OBJECTIVE:
Could you rewrite the part that opens with the line containing "Can you locate the beaded earring" and runs through the end of the lines, substituting "Label" for "Target" and leaving everything else unchanged?

··· SUPPLIED MATERIAL ···

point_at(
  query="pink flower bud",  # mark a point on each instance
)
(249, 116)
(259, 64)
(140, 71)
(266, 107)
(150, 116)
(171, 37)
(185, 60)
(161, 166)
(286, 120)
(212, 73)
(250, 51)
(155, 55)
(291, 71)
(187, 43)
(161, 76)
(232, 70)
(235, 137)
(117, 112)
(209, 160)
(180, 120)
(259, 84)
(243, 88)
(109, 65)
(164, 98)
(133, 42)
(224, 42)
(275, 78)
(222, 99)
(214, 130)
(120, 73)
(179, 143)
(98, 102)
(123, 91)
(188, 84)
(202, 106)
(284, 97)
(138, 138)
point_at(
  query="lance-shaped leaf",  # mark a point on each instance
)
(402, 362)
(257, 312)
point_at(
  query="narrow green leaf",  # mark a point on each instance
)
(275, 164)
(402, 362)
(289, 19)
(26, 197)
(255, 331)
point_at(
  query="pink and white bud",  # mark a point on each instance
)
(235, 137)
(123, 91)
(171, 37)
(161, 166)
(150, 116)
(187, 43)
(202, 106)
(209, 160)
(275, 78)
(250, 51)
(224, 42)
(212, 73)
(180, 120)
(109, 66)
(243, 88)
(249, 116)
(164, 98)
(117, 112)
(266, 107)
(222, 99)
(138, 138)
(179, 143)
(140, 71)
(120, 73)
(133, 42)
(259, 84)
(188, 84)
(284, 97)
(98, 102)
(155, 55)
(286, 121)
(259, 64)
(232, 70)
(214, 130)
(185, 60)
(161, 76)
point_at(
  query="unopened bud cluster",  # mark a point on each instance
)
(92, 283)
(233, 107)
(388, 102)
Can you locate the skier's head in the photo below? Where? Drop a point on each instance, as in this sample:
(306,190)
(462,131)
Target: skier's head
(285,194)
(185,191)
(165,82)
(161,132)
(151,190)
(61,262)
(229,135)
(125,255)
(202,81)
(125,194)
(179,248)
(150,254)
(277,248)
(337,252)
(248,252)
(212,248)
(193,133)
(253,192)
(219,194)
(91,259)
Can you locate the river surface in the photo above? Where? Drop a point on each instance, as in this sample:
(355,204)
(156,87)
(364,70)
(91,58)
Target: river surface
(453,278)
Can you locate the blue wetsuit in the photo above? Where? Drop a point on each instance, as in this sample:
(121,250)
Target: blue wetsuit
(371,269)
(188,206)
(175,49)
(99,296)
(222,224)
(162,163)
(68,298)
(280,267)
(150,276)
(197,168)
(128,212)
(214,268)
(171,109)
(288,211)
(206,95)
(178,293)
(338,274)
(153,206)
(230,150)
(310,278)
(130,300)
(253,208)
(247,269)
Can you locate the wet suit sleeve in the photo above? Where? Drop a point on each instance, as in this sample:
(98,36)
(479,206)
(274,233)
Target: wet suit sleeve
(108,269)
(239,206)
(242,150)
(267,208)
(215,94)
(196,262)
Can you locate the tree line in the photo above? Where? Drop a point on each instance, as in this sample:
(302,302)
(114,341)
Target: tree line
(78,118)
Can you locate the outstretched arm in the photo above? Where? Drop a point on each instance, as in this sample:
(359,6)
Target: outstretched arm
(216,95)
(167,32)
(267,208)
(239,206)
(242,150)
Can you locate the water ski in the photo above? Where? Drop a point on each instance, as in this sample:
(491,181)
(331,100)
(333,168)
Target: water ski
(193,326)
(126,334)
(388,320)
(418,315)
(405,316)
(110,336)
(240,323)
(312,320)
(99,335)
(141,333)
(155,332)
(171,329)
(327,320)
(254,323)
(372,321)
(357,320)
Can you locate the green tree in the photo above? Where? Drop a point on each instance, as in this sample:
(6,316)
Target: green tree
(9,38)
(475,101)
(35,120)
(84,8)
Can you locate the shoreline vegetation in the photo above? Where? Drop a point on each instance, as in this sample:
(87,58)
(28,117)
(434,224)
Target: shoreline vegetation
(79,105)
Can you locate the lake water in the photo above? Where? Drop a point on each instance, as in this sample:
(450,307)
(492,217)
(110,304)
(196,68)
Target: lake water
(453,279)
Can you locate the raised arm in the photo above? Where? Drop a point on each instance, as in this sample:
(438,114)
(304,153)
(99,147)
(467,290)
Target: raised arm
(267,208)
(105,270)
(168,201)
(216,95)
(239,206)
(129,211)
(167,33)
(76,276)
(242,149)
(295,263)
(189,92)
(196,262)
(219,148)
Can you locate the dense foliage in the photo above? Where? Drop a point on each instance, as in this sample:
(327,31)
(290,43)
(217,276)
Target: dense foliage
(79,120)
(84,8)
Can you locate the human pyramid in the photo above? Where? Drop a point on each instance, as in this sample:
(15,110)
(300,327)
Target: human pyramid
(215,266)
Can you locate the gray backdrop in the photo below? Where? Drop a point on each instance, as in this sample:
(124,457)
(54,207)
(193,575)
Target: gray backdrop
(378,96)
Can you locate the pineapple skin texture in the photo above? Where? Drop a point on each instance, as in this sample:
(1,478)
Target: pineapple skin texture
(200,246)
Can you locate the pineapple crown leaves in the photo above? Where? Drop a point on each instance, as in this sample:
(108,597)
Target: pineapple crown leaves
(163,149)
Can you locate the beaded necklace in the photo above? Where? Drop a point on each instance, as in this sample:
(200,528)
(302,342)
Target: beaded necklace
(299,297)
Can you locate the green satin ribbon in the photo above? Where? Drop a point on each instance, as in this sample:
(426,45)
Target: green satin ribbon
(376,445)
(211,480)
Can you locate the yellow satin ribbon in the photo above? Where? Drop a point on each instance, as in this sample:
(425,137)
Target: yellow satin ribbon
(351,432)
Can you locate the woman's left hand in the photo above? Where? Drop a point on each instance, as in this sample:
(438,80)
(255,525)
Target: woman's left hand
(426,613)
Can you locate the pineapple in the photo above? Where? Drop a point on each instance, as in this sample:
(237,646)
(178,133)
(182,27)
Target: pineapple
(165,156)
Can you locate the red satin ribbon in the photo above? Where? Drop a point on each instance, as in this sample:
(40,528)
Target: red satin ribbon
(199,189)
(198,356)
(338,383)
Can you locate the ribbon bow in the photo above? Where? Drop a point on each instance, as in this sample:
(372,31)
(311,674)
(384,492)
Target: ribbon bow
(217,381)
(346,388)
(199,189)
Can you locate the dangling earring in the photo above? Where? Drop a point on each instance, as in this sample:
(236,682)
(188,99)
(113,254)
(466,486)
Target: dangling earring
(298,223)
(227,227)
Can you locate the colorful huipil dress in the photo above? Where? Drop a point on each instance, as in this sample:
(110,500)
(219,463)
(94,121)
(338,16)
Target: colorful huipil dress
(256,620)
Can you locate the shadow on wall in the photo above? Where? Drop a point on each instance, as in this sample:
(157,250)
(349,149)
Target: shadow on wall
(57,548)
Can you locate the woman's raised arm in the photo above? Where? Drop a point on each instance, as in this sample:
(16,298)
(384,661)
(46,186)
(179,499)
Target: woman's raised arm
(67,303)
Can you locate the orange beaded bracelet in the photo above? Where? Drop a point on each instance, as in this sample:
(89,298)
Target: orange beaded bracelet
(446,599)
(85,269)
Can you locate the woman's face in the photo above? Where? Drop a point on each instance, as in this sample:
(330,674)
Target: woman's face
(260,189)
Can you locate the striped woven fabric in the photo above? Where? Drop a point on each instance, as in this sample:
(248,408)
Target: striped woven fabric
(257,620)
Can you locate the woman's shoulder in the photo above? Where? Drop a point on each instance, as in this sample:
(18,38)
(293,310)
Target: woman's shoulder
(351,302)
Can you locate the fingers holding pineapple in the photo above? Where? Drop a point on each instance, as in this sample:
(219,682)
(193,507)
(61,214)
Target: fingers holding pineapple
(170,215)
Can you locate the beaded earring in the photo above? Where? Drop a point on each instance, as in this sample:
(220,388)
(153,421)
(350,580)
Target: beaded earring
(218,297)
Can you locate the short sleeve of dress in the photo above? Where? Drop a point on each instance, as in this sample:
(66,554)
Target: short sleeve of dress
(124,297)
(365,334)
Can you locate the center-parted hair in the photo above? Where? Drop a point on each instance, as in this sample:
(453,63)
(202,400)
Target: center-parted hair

···

OUTPUT FOR THIS EXERCISE:
Can you locate the beaded earring in the photo above? Where? Drop a point on each instance, as in this sample:
(220,388)
(153,421)
(350,580)
Label: beaded earring
(218,297)
Can you locate the short sleeve of dress in the photo above? Where? Drop a point on each instance, as in this sample:
(66,554)
Label: short sleeve of dress
(124,297)
(365,334)
Can you locate the center-parted hair in the photo above? Where? Drop a point on each instance, as in this sample:
(453,63)
(202,400)
Label: center-parted hair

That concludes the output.